Start of Rows

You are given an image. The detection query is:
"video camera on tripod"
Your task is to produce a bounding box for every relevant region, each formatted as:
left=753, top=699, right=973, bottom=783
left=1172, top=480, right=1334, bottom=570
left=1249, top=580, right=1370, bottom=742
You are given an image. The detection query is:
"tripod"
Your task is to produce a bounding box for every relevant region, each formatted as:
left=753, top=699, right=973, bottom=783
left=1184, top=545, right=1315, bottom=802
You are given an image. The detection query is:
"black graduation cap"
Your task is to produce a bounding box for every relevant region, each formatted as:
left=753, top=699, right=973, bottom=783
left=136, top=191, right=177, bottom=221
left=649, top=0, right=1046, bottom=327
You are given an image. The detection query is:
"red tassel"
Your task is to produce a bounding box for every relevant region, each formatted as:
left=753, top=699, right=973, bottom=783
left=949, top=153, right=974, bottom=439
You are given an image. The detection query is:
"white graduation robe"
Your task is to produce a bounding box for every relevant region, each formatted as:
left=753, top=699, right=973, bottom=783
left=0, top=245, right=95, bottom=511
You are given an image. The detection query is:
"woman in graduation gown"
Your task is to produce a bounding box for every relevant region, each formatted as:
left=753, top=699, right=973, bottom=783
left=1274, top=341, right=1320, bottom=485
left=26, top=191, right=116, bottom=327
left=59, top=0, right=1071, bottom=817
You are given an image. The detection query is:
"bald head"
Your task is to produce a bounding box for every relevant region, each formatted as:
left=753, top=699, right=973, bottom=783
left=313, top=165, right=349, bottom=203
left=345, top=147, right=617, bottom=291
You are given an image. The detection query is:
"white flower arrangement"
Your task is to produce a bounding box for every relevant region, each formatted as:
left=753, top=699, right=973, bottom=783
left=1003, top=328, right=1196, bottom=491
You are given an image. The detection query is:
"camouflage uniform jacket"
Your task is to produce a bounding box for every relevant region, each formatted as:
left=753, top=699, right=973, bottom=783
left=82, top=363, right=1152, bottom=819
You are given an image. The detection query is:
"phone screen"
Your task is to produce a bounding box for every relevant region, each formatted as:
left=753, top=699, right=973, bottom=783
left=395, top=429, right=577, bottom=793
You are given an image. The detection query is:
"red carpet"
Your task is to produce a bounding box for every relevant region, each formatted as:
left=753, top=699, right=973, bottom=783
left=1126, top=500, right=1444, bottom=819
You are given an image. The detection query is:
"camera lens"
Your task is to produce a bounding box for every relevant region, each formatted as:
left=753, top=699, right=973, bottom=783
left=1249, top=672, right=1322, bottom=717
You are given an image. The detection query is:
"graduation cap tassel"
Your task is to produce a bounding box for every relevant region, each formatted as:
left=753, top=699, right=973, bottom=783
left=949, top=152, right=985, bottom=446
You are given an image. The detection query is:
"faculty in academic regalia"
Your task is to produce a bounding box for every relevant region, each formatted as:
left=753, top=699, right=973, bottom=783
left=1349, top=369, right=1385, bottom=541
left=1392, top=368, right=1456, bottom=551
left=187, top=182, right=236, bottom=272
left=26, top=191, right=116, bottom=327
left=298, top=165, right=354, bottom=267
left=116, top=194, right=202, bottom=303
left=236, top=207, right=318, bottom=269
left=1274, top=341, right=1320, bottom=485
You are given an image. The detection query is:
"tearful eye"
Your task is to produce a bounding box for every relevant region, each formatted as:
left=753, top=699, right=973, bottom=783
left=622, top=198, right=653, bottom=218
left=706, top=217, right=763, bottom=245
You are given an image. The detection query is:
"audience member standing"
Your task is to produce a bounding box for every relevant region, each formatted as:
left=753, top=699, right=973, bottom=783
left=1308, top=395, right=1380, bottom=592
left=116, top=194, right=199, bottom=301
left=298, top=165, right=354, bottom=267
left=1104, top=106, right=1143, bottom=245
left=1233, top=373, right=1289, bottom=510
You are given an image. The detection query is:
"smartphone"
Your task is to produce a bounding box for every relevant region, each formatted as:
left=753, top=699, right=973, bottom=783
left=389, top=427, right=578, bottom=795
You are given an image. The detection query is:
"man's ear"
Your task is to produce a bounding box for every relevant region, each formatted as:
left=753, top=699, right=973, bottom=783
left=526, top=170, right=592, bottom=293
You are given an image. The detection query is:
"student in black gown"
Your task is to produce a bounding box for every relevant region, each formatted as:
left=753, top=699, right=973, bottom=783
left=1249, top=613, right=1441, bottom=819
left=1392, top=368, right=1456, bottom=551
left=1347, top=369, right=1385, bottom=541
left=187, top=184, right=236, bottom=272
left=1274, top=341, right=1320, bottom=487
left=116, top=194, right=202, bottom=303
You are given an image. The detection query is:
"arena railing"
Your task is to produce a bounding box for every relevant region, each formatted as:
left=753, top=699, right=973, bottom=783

End of Rows

### Aim of the exercise
Pick out every line of the rows above that contains the word "white".

### The solution
"white graduation robe"
"white flower arrangement"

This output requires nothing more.